**To be done:** Print all entries precisely as they are written.

— START OF Extracted entries —

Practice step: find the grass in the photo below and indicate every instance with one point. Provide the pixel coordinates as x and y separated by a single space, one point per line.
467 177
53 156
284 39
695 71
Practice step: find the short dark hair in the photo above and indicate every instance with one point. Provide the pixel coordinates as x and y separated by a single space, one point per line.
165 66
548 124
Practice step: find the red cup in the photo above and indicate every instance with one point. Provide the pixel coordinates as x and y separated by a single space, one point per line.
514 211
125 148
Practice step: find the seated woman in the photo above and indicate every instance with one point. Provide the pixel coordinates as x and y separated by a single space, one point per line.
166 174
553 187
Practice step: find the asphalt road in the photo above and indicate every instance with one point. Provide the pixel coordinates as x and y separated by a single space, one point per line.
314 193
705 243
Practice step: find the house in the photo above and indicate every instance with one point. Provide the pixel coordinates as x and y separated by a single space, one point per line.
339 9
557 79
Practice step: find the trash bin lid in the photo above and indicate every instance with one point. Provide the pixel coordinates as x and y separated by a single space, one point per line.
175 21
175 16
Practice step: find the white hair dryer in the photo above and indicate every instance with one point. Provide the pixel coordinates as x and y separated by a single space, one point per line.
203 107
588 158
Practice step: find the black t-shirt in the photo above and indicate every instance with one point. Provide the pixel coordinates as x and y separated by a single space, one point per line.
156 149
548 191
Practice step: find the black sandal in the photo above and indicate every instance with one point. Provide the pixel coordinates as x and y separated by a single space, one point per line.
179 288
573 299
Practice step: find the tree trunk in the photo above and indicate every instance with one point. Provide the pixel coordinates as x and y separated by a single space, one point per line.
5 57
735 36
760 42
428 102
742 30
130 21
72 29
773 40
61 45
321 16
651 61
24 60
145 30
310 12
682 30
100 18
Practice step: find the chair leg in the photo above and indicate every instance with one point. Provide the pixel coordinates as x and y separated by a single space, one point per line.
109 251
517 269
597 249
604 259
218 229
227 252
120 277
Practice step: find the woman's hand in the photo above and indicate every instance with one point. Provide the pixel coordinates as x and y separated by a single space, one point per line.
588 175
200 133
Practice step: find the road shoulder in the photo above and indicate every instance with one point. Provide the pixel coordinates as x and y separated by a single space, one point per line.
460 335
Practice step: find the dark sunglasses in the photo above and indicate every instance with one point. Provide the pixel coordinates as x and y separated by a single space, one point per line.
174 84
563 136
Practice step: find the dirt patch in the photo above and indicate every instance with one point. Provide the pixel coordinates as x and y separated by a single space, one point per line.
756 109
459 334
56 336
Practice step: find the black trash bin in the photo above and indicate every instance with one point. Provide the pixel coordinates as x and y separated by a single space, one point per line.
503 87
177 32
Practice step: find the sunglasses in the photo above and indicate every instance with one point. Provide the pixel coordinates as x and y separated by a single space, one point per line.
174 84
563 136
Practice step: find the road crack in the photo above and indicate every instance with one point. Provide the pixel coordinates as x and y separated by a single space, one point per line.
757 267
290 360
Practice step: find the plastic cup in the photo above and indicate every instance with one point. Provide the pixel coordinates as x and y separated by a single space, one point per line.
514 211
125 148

— END OF Extracted entries —

**Reply:**
Practice step: find the grass in the photo below and indicate every instance with one point. Provide the pixel coordinates as x and y separated by a single space, one point per line.
467 177
53 156
284 39
695 71
Practice step: find the short dark hair in the photo above and indicate every instance with one point. Provide the pixel coordinates as x and y separated by a single space, one point per line.
165 66
548 124
Practice step: find the red cup in the photo above and indicate every instance with one point. Provide the pixel coordinates as x and y separated by a single space, one point per line.
514 211
125 148
Practice step: find the seated woman in the photo above and indicate every instance with one point. Provide the pixel coordinates as x and y separated by a single space, one point per line.
166 174
553 187
Practice step: find the asphalt road in the photo above and indicate every instance with one point. Provide the pixel coordinates as x and y separated by a single space, one point per line.
314 193
705 243
Practice step: find the house in the photo above and indicate every instance with one point. Provide the pixel coordinates as x and y separated by a single space, one point per line.
339 9
557 79
Practice step: find the trash bin lid in the photo above and indicate every instance with one point. Provide the pixel coordinates as x and y separated by a single space, one point per line.
175 21
175 16
Practice step: find the white hair dryer in the photo above and indicate every instance with one point. Provide the pixel coordinates as x and y separated by a single space, one point per line.
203 107
588 158
Practice step: find the black t-shirt in the photo above and indicate every instance with one point. Provide the pixel coordinates as x and y separated by a single space, one point per line.
156 149
548 191
Practice step: find the black sandal in the photo above and indicate every instance with one point. Provide the pixel coordinates as x and y separated by a single space, one point per line.
179 288
573 299
Practice step: find the tree trunk in the photo above and indicate every instance with one point. Provide the pixel coordinates as x and y separated by a single space, one point per line.
5 57
735 36
760 42
428 102
742 30
130 21
72 29
773 40
61 45
321 16
651 61
24 60
145 30
310 12
682 30
100 18
Practice step: find the chair leg in the photo above and indicate every instance with one point. Provide the pixel coordinates as x and y separated by a single space, one point per line.
109 251
517 269
597 249
604 259
218 229
227 252
120 277
Practice step: find the woman's hand in the photo above and indicate every instance with one point. Provide the pixel coordinates as x and y separated by a single space, one point per line.
588 175
200 133
Practice step: find the road shoulder in the photo above and indicate every instance with one point. Provide the pixel coordinates as x and y separated by a single space, one point per line.
460 335
Practice step: find the dark sunglasses in the photo above and indicate every instance with one point. Provide the pixel coordinates as x and y separated by a single space, one point per line.
174 84
563 136
Practice step: find the dirt patch in the photo above and indicate every instance with one point. Provide the pixel coordinates as x and y separated by a single space, one point per line.
756 109
459 334
56 336
Practice step: find the black trash bin in the photo above and indicate every instance with one point. Provide the pixel coordinates as x and y separated by a single space, one point per line.
503 87
177 32
Practice step: find the sunglasses in the photo above and indicate every instance with one point. Provide the pixel coordinates as x and y separated by a single space, one point per line.
174 84
563 136
Practice step: find the road crack in the photo above and indicate every instance with one point. Provide the pixel coordinates as x and y separated by a single space, one point per line.
757 267
290 360
Practice step: find the plastic cup in the photo above and indicate every instance with one point. Provide the pixel coordinates as x and y separated by a single space, one point per line.
514 211
125 148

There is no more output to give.